──────── Passage for review

And they waste no time getting to the bottom of what’s going on. Breckon, who has been a member of the group for more than a year, said he often gets asked if he knows Darth Vader, if he has been on the Death Star and, perhaps the most pointed question, “Aren’t you a little short for a Stormtrooper?” (He’s 5-foot-6 and no doubt has to resist the urge to quote Yoda — “Judge me by my size, do you?”) When they ask for his name, he gives them what any good Stormtrooper would — his TK, or designation, number: TK-82287.
Out of all the events the Dune Sea Garrison participates in, the hospital visits mean the most to Breckon.
“That’s to me what this whole thing is about,” Breckon said. “It’s a cool feeling to go into the hospitals and know that for just a moment you’re making the kids forget that they’re fighting cancer or some other horrible disease.”
Of course, the hospital visits are bittersweet. Children’s faces light up when they see the Stormtroopers, but the fact that many of them are battling terminal illnesses is never far from Breckon’s mind.

────────────────
──────── Dataset excerpts

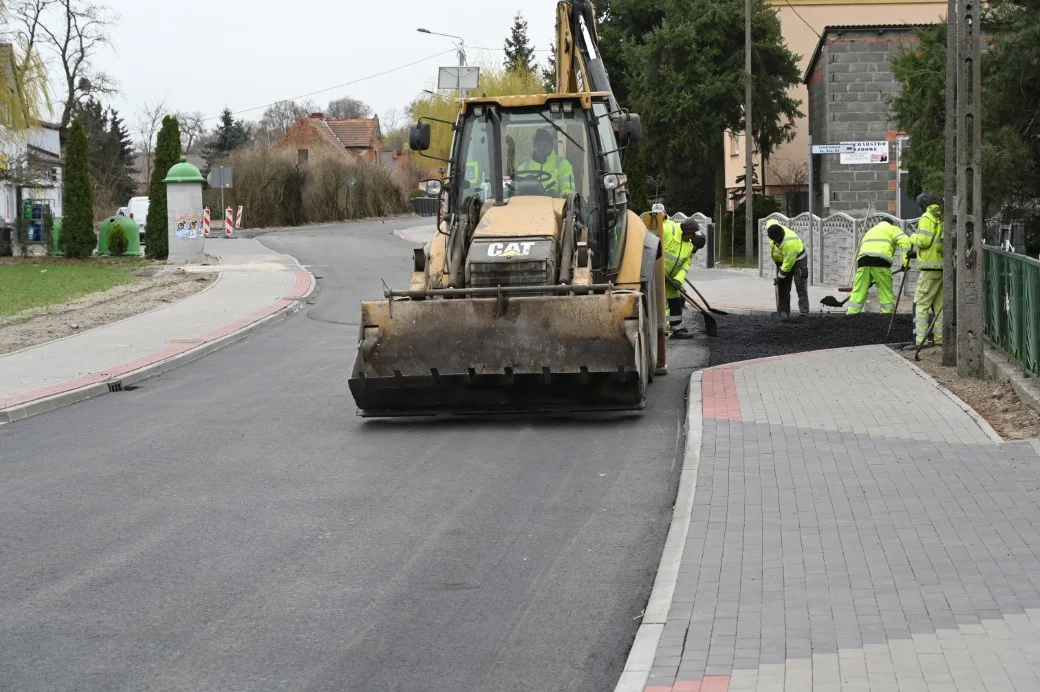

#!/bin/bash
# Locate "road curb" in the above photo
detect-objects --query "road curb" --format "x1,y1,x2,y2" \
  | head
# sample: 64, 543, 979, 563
615, 370, 704, 692
0, 258, 316, 425
885, 348, 1007, 444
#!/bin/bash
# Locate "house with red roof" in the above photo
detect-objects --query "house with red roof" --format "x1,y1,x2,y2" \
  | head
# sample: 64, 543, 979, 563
274, 113, 383, 163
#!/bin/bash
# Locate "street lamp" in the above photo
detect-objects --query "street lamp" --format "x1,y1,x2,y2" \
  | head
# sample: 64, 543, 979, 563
416, 28, 466, 99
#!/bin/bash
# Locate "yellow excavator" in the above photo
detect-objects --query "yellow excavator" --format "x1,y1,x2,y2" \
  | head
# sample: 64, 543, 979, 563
349, 0, 667, 417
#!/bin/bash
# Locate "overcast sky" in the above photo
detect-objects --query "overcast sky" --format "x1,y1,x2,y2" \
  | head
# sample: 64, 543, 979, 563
91, 0, 556, 133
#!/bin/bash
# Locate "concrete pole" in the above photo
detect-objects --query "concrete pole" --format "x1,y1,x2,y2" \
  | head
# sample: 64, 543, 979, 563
744, 0, 755, 264
459, 39, 466, 99
944, 0, 960, 367
809, 134, 824, 286
956, 0, 986, 377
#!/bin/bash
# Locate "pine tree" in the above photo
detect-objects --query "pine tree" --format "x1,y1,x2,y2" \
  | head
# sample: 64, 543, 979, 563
61, 118, 97, 258
505, 12, 535, 73
106, 108, 134, 200
75, 99, 134, 204
145, 116, 181, 259
202, 108, 250, 166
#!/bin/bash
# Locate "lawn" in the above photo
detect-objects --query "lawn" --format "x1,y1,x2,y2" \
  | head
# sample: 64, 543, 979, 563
0, 257, 147, 316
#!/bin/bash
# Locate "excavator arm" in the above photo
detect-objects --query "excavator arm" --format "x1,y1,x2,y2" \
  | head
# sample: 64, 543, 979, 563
556, 0, 620, 112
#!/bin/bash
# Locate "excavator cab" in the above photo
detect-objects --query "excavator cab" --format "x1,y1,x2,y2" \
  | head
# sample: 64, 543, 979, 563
349, 0, 667, 416
349, 94, 665, 416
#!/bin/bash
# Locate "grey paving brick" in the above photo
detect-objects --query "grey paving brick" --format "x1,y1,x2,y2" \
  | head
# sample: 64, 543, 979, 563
655, 349, 1040, 692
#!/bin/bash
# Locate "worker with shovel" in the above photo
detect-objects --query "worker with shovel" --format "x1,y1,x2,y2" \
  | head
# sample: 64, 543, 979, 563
654, 213, 705, 339
765, 219, 809, 319
910, 193, 943, 347
848, 221, 913, 314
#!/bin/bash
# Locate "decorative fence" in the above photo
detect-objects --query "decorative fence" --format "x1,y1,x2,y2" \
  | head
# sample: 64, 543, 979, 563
982, 246, 1040, 375
758, 212, 917, 296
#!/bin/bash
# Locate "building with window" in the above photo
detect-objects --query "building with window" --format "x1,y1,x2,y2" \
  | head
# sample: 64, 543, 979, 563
717, 0, 946, 214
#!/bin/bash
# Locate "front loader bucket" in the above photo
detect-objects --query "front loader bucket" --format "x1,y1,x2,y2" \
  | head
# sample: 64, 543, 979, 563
349, 291, 648, 416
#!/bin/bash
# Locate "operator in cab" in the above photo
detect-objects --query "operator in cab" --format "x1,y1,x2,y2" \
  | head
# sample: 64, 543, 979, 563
517, 128, 577, 197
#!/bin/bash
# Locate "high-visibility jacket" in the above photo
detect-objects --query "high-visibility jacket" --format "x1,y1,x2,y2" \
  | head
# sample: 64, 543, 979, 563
661, 219, 695, 298
910, 204, 943, 272
770, 224, 805, 276
517, 152, 577, 195
856, 221, 913, 264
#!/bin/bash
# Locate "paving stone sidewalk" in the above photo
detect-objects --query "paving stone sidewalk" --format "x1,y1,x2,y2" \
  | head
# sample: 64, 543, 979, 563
0, 239, 314, 422
619, 347, 1040, 692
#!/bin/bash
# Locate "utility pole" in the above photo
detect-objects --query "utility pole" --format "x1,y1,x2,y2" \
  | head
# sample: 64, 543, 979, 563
744, 0, 755, 264
416, 28, 466, 99
944, 0, 960, 367
956, 0, 986, 377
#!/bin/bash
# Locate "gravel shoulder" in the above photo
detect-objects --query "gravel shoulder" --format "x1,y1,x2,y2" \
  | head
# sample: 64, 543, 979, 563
0, 266, 216, 354
900, 349, 1040, 440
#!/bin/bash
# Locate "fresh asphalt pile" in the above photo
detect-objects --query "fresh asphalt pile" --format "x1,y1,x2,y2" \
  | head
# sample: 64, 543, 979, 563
697, 313, 913, 366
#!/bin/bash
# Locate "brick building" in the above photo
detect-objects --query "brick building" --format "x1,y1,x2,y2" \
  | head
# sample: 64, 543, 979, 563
274, 113, 383, 163
805, 24, 918, 219
723, 0, 946, 215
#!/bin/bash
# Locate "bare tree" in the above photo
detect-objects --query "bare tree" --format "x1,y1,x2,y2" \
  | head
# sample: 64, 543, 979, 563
10, 0, 116, 127
381, 108, 405, 133
177, 110, 206, 154
769, 161, 809, 216
134, 99, 170, 180
253, 101, 317, 147
326, 96, 372, 120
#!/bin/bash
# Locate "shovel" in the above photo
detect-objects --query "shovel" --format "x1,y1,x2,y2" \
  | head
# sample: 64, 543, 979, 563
913, 308, 942, 360
686, 279, 729, 314
679, 289, 719, 336
882, 266, 909, 343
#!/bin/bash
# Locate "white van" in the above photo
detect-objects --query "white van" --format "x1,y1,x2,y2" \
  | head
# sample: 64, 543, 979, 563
127, 197, 148, 245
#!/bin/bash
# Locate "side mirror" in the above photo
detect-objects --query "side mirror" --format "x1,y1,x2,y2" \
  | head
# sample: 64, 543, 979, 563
618, 113, 643, 145
408, 123, 430, 151
422, 180, 444, 197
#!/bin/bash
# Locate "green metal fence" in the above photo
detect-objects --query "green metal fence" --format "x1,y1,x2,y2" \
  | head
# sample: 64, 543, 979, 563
983, 247, 1040, 375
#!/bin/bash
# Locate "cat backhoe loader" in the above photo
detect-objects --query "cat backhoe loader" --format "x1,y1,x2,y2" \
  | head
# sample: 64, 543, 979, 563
349, 0, 667, 416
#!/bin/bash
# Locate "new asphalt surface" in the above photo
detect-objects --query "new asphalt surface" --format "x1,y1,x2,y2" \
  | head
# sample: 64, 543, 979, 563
0, 220, 706, 691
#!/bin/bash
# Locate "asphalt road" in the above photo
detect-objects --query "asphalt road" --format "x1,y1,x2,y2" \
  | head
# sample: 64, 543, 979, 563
0, 221, 705, 692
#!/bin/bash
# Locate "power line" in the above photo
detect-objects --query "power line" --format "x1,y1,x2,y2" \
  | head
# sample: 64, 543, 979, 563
786, 0, 823, 39
203, 48, 456, 123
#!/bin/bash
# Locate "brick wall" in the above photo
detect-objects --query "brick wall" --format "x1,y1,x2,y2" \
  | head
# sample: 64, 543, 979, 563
809, 27, 917, 214
272, 120, 333, 155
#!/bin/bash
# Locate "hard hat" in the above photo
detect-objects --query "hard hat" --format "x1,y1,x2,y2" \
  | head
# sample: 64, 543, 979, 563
765, 219, 784, 242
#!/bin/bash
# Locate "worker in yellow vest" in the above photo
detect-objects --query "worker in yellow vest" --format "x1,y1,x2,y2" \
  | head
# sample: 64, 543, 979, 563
848, 221, 913, 314
653, 210, 706, 339
765, 219, 809, 319
907, 194, 943, 345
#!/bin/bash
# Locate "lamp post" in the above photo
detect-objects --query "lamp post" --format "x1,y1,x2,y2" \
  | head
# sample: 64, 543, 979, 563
416, 28, 466, 99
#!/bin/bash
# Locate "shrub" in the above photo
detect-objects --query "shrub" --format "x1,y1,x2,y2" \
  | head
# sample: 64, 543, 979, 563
145, 116, 181, 259
61, 119, 98, 257
204, 147, 409, 228
108, 226, 130, 257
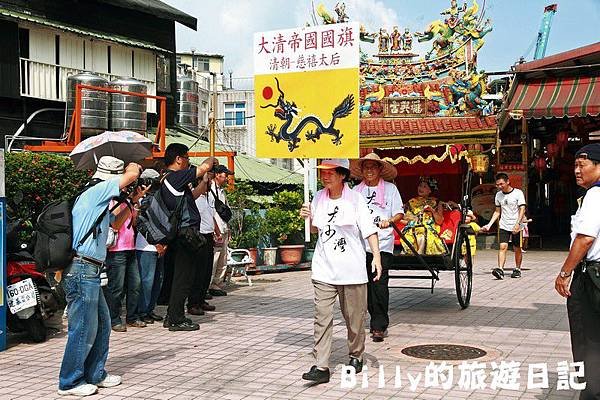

────────────────

** Work task **
Transcribe the passage about the Stormtrooper's hospital visits word for word, from its first sentence to its last.

** Solution to this exercise **
And they waste no time getting to the bottom of what’s going on. Breckon, who has been a member of the group for more than a year, said he often gets asked if he knows Darth Vader, if he has been on the Death Star and, perhaps the most pointed question, “Aren’t you a little short for a Stormtrooper?” (He’s 5-foot-6 and no doubt has to resist the urge to quote Yoda — “Judge me by my size, do you?”) When they ask for his name, he gives them what any good Stormtrooper would — his TK, or designation, number: TK-82287.
Out of all the events the Dune Sea Garrison participates in, the hospital visits mean the most to Breckon.
“That’s to me what this whole thing is about,” Breckon said. “It’s a cool feeling to go into the hospitals and know that for just a moment you’re making the kids forget that they’re fighting cancer or some other horrible disease.”
Of course, the hospital visits are bittersweet. Children’s faces light up when they see the Stormtroopers, but the fact that many of them are battling terminal illnesses is never far from Breckon’s mind.